Your goal: Excluding any images, copy all of the lines below precisely as written.
--------------------------------------------------
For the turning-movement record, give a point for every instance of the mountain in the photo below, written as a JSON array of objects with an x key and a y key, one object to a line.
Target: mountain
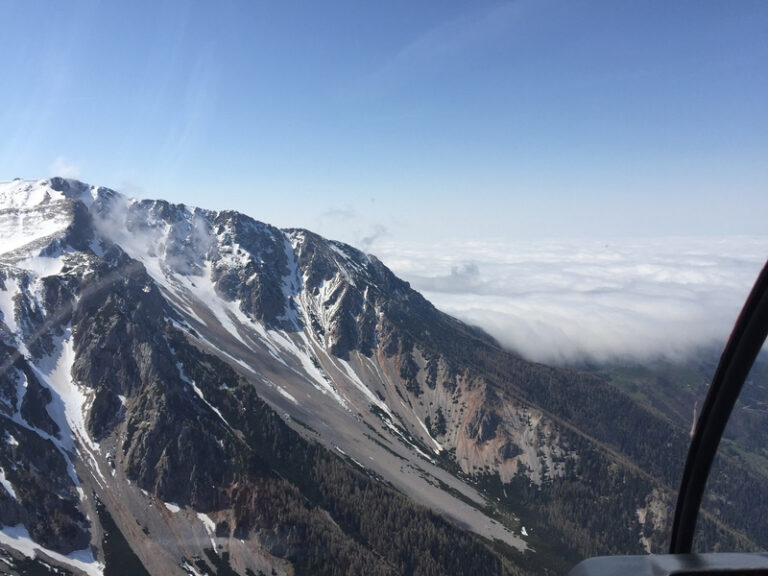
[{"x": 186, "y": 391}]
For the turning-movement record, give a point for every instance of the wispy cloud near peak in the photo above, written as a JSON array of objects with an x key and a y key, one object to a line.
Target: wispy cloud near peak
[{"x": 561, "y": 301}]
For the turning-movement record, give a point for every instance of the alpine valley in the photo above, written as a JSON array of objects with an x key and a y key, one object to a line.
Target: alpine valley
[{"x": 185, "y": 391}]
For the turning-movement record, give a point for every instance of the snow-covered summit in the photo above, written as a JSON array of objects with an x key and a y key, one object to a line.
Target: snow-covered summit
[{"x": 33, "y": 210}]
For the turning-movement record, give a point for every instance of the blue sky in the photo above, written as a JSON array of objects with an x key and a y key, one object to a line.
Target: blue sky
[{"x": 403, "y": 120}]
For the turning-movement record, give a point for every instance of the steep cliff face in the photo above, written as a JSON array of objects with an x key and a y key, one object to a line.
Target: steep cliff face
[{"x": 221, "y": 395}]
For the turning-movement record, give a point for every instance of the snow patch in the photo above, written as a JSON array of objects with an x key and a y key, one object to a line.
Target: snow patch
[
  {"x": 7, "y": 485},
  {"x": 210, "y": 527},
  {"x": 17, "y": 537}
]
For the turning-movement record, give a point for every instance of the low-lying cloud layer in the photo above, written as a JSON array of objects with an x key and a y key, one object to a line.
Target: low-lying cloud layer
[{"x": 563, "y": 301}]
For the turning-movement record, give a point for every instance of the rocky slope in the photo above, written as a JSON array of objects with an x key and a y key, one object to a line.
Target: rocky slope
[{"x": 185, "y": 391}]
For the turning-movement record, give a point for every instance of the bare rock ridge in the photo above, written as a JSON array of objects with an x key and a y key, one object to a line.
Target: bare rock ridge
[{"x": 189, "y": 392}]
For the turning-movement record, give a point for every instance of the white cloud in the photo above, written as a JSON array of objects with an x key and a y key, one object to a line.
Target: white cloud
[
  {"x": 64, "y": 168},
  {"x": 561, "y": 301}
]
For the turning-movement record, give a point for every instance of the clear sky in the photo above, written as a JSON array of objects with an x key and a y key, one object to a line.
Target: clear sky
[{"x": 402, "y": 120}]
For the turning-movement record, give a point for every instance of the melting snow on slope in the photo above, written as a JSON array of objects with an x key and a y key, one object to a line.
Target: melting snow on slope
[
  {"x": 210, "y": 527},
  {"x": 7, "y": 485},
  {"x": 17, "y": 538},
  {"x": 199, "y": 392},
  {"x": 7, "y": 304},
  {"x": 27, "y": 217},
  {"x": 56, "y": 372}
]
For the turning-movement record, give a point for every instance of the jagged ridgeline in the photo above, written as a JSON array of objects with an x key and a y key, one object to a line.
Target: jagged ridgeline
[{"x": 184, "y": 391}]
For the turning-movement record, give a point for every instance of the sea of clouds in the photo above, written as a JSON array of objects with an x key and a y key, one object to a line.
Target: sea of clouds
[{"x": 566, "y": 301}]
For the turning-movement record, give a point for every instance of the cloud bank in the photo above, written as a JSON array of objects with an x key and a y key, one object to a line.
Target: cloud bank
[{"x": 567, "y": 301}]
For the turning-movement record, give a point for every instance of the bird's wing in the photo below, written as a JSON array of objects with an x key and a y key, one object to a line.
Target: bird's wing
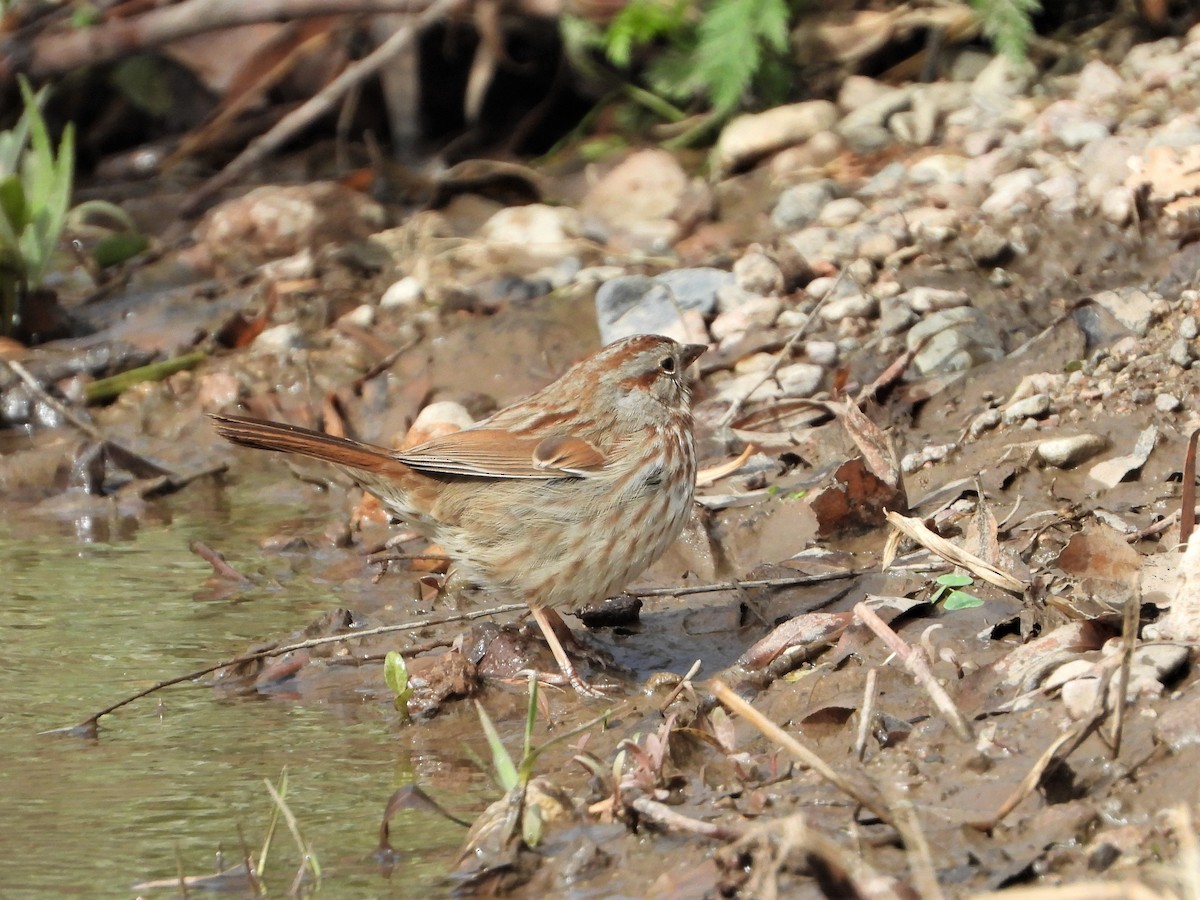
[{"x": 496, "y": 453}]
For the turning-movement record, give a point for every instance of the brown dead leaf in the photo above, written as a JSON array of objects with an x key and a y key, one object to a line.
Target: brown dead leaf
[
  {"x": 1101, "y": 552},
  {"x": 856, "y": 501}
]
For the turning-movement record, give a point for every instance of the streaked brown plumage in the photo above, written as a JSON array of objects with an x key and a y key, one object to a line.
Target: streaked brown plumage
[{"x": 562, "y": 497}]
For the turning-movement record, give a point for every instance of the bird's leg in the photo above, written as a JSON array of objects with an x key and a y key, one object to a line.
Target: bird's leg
--------------------------------------------------
Answer section:
For the turning-movement record, give a point for every instance of the mountain in the photo below, written as a JSON array of objects with an x key and a y key, one object to a line.
Target: mountain
[{"x": 186, "y": 391}]
For the turning-movement record, give a point for every instance of the wispy cloud near peak in the photo above, written as a JSON array of objects with an x key and a y key, one object to a line.
Target: wispy cloud near peak
[{"x": 561, "y": 301}]
For the turning-movement record, give a point for every instance of the alpine valley in the photo above, written as a JSON array of objects with an x key and a y key, one object to a line.
Target: alpine valley
[{"x": 185, "y": 391}]
For the turning-movement record, give a point for every instance of the snow-covered summit in the photo above, written as a JSON array of objects with an x key and a y key, one object to a line.
Target: snow-covered summit
[{"x": 33, "y": 210}]
For the turning-movement record, give a point for every instance of the blue sky in the photo above, written as a JSON array of objects with an x key and a y key, one object to a line.
Target: blue sky
[{"x": 403, "y": 120}]
For the turning-movement record, give a point for every instance of the steep cliff face in the photo above, written as a JSON array of objects with an x key and a y key, one object to a line.
Target: steep cliff face
[{"x": 221, "y": 395}]
For the turning-movement record, give a point for every instance of the snow patch in the photo above, written as a JSON array of objects with an x key and a y key, one object to a line.
Target: snow patch
[
  {"x": 7, "y": 485},
  {"x": 210, "y": 527},
  {"x": 17, "y": 537}
]
For the turning-movement record, give a point for every instance of the low-lying cloud layer in the photo above, written as a JSON array of objects with an x key and a y key, one object to a line.
Target: low-lying cloud layer
[{"x": 563, "y": 301}]
For the turning-movement record, give a point for every instance of the rocky slope in the photo above, written as a JSON array of objects with an x key and a y key, one object to a line.
Target: rocky slope
[{"x": 185, "y": 391}]
For the turning-movement record, give a point for every instance of the bare rock ridge in the photo above, written as a JSON array of objects with an x key and a y key, one object to a line.
Target: bare rock ridge
[{"x": 189, "y": 392}]
For the turning-movement record, give a point for every instance of the white cloud in the photo above, written as a JSON array of objects with an x key and a y key, one object to a line.
Target: white cloud
[
  {"x": 64, "y": 168},
  {"x": 561, "y": 301}
]
For the turning-movement record, give a point for every instance of the clear sky in the photo above, written as a JSON array of objects with an x key and a y key, one object to a line.
Target: clear sky
[{"x": 402, "y": 120}]
For the turning-movement record, give a point for every instance of the melting snow on slope in the photo above, written as a JSON array of objects with an x key and a y key, one object to a line.
Target: melting snow on slope
[
  {"x": 210, "y": 527},
  {"x": 7, "y": 485},
  {"x": 17, "y": 538},
  {"x": 199, "y": 392},
  {"x": 7, "y": 304},
  {"x": 27, "y": 217},
  {"x": 56, "y": 372}
]
For the turning-movement record, give a point for every instance of the jagged ridgeline in the photo above, written as a JSON array of objects with an x key and a y key, one object to a line.
Target: jagged ridgeline
[{"x": 184, "y": 391}]
For the turning-movement record, give a point for every instance of the sea of clouds in the photo above, written as a JSON array of objects with an x key and a y key, one object to a line.
Target: sea of clouds
[{"x": 566, "y": 301}]
For the turning-movement record, give a point for every instance of the cloud bank in the photo above, written as a JSON array of objects with an x key and a y key, one object to a line.
Target: cloud bank
[{"x": 567, "y": 301}]
For the turning-movement record, give a point for every instance of the bird's wing in the photo below, written as a JSON array of objects with an x key and a y key, one object to a line.
Target: bird's wing
[{"x": 496, "y": 453}]
For the turning-movement record, give a point for every instance of the brown dead leaf in the photo above, written as a JSON array of objects with an x key and a y key, one object to a line.
Target: brown dead leaf
[
  {"x": 1101, "y": 552},
  {"x": 856, "y": 501}
]
For the turning-movement record, give a point for every instance of the streaked brown plumage in the photo above, written as a JSON array of objects with an x key and a y key, one object to a line.
Target: streaked brown plumage
[{"x": 562, "y": 497}]
For the turning-movement record, give a point for every instance of the bird's leg in the photo above, written as a JSON array of objects with an x key and a y key, one object to a line.
Target: bird's leg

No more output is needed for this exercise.